■ Metin Parçası:
———

İNSAN
2.
İNSANIN DONANIMI
-1
a) İnsanın Yetenekleri
(1)
Kavram Olarak, İnsanın Yetenekleri
Yemin olsun bürüyüp örttüğü zaman geceye, Ve parıldadığı
zaman gündüze, Yemin olsun erkeği de dişiyi de yaratana, Ki sizin emek ve
gayretiniz mutlaka dağınık ve parça parçadır. 92. sure (LEYL) 1-4.
ayet (Resmi: 92/İniş:9/Alfabetik:58)
Yemin olsun
Güneş'e ve ışığının parladığı kuşluk vaktine, Onu izlediğinde Ay'a, Onu iyice
açtığı vakit gündüze, Ve onu sarıp sarmaladığı zaman geceye. Göğe ve onu
kurana, Yere ve onu döşeyene. Nefse ve onu düzgün bir biçimde şekillendirene.
Ardından da ona bozukluğunu ve takvasını ilham edene ki, Benliği temizleyip
arındıran, gerçekten kurtulmuştur. 91. sure (ŞEMS) 1-9. ayet
(Resmi: 91/İniş:26/Alfabetik:93)
Yemin olsun
incire, zeytine, Tûr-i Sîna'ya, Ve şu güvenli kente ki, Biz insanı, gerçekten
en güzel bir biçimde yarattık. Sonra da onu düşüklerin en düşüğüne / aşağıların
en aşağısına çevirip attık. İman edip hayra ve barışa yönelik iş üretenler
müstesna. Bunlar için kesintisiz bir ödül vardır. 95. sure (TÎN) 1-6.
ayet (Resmi: 95/İniş:28/ Alfabetik:105)
Yemin ederim
bu kente ki, iş onların sandığı gibi değildir! Sen bu kente mahremsin/bu kente
gireceksin. Ve doğurana ve doğurduğuna da yemin olsun ki, Biz insanı gerçekten
bir sıkıntı ve zorluk içinde yarattık. 90. sure (BELED) 1-4. ayet
(Resmi: 90/İniş:35/Alfabetik:12)
Allah odur ki; sizin için işitme gücü,
gözler ve gönüller oluşturdu. Ne kadar da az şükrediyorsunuz! 23.
sure (MÜ'MİNÛN) 78. ayet (Resmi: 23/İniş:74/Alfabetik:70)

———

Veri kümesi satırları

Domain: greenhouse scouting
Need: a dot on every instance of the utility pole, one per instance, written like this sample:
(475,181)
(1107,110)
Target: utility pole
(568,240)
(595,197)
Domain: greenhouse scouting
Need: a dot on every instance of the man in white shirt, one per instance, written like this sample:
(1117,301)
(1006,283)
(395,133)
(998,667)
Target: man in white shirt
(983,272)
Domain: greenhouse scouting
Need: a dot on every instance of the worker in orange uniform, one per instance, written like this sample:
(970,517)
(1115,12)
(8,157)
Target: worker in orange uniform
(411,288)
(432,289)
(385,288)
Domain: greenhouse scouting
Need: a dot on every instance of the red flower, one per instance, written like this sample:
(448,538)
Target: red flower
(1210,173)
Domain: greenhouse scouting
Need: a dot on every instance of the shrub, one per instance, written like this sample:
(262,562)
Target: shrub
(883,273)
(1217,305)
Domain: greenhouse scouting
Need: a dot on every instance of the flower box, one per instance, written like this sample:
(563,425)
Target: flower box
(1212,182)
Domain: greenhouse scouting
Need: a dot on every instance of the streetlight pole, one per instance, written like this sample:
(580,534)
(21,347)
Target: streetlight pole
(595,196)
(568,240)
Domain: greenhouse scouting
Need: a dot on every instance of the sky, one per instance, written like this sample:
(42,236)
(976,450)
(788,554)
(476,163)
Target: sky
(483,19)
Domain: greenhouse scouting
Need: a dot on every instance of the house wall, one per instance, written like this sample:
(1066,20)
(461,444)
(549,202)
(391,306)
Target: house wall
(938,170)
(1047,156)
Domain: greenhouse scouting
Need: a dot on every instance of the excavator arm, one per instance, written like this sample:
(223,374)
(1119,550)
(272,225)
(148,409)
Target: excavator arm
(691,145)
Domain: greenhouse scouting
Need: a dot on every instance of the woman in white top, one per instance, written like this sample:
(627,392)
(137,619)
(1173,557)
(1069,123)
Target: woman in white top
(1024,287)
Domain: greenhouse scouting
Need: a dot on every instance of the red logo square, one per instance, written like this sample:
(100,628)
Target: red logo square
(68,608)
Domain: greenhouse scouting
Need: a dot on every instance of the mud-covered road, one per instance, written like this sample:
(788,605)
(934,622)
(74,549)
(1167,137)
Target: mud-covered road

———

■ Görev: İnsanın yetenekleriyle ilgili ayetleri sıralayan metni, gösterilen son cümlenin ardından sürdürün.

■ Alıştırma Çıktısı:
O, odur ki,
yarattığı her şeyi güzel yarattı. Ve insanın yaratılışına çamurdan başladı.
Sonra onun neslini bir üsareden, hor görülen bir sudan oluşturdu. Sonra ona bir
biçim verdi ve onun içine kendi ruhundan üfledi. Sizin için, işitme gücü,
gözler ve gönüller vücuda getirdi. Ne kadar da az şükredersiniz! 32.
sure (SECDE) 7-9. ayet (Resmi: 32/İniş:75/Alfabetik:92)
De ki: "Sizi oluşturan O'dur. O
size, işitme gücü, gözler ve gönüller verdi. Ne kadar da az
şükrediyorsunuz!" 67. sure (MÜLK) 23. ayet (Resmi: 67/İniş:77/Alfabetik:68)
Ve Âdem'e isimlerin tümünü öğretti. Sonra onları meleklere
göstererek şöyle buyurdu: "Hadi, haber verin bana şunların isimlerini,
eğer doğru sözlüler iseniz." 2. sure (BAKARA) 31. ayet
(Resmi: 2/İniş:92/Alfabetik:11)
Biz emâneti göklere, yere, dağlara teklif
ettik de onlar onu yüklenmekten kaçındılar, ondan ürktüler. İnsan ise çok zalim
ve çok cahil olduğu halde onu yüklendi. 33. sure (AHZÂB) 72. ayet
(Resmi: 33/İniş:97/Alfabetik:4)
Doğrusu, biz insanı karışım olan bir spermden yarattık.
Halden hale geçiririz onu. Sonunda onu işitici, görücü yaptık. Biz onu yola
kılavuzladık. Artık ya şükredici olur ya nankör. 76. sure (İNSÂN) 2-3.
ayet (Resmi: 76/İniş:90/Alfabetik:43)
(2)
Kulaklar
Yahut gökten boşalan bir yağmur haline benzer ki onda
karanlıklar var, bir gök gürlemesi var, bir şimşek var. Yıldırımlar yüzünden
ölüm korkusuyla parmaklarını kulaklarına tıkarlar. Allah Muhît'dir, küfre
sapanları çepeçevre kuşatmıştır. 2. sure (BAKARA) 19. ayet
(Resmi: 2/İniş:92/Alfabetik:11)
Yahudilerden öyleleri var ki, kelimeleri yerlerinden
kaydırırlar; din içinde sövgüler üreterek, dillerini eğip bükerek:
"Dinledik, isyan ettik; dinle, dinlenmez olası, davar güder gibi güt
bizi" derler. Eğer onlar, "Dinledik, boyun eğdik, dinle, bak
bize!" demiş olsalardı, kendileri için daha hayırlı ve daha yerinde
olurdu. Fakat Allah, küfürleri yüzünden onlara lanet etmiştir. Çok az bir kısmı
hariç, iman etmezler. 4. sure (NİSA) 46. ayet (Resmi: 4/İniş:98/Alfabetik:82)
"Yemin olsun, onları saptıracağım,
onları kuruntulara/hurafelere/anlamını bilmeden okumaya mutlaka iteceğim.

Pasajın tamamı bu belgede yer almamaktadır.